■ Passage provided ■
● ● ●
Only the subjects with complete observations for the two scales were included in the analysis, while all subjects with missing item scores were removed from the data and the model was fitted to the remaining sample.
Prorated scale scores were calculated for each participant, by summing the items without missing data.
The missing scores were imputed with the mean total score of all observed subjects.
A missing item score was imputed with the mean score for all complete data on that item.
The mean score of the items per subject was calculated, and for each subject missing item scores were imputed with this ‘personal mean score’.
The missing values in the total scale scores, were imputed with the regression estimates from the observed variables augmented with a normally distributed random error with a variance equal to the variance of the regression model. The regression model included as covariates the participants’ characteristics which were found to be significantly associated with the number of missing data in the two scales. In case of the Zung’s SDS the variable of hypertension was not used, since it was used as the outcome in the multivariable model for the comparison of the missing data handling techniques.
MI was applied to the total scale scores and the imputed values were estimated from the observed variables in the dataset by an imputation algorithm and a random residual term which was added to each resulting estimate. More specifically, the imputation algorithm used was the predictive mean matching, which is appropriate for numeric data, and the imputation model included the participants’ characteristics, which were found to be significantly associated with the number of missing data in each scale. In case of the Zung SDS the variable of hypertension was not used, since it was used as the outcome in the multivariable model for the comparison of the missing data handling techniques. Finally, 5 imputed data sets were generated, which is the minimum recommended .
The mean age of the participants in the current working sample was 65 years (SD = 11.86 years), the majority of them were males (62.2%) and almost 7 out of 10 (69.5%) were at least in the secondary educational level. The prevalence of the clinical conditions studied were: 26.1% (obesity), 31.9% (diabetes), 65.6% (hypertension) and 66.9% (hypercholesterolemia), while at least 8 out of 10 participants (83.2%) were either smokers or physically inactive (unhealthy lifestyle) (Table 1).
Participants’ profile with missing data
Participants’ with missing data in at least one item of the MedDietScore scale, were less educated, more likely to be diabetic and with higher levels of total serum cholesterol, while participants following an unhealthy lifestyle seemed to have a significantly higher number of missing items in the MedDietScore scale (Tables 1, 2). Based on the results from the multivariable models, participants with missing data were more likely to be obese, to have an unhealthy lifestyle, to be less educated, with higher levels of total serum cholesterol, while female participants were also found to have a significantly higher number of missing items, when compared to males (Figs. 1, 2).
● ● ●
■ Data section ■
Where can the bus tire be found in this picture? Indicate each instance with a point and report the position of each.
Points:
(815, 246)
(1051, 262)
● ● ●
■ Things to do ■
A – According to the passage on missing data handling, which imputation algorithm was used for MI?
B – Name each clinical condition whose prevalence the passage on missing data handling reports, along with its percentage.
The data have no connection to the passage on missing data handling.

■ Expected responses ■
A – Predictive mean matching.

B – Obesity (26.1%), diabetes (31.9%), hypertension (65.6%), hypercholesterolemia (66.9%)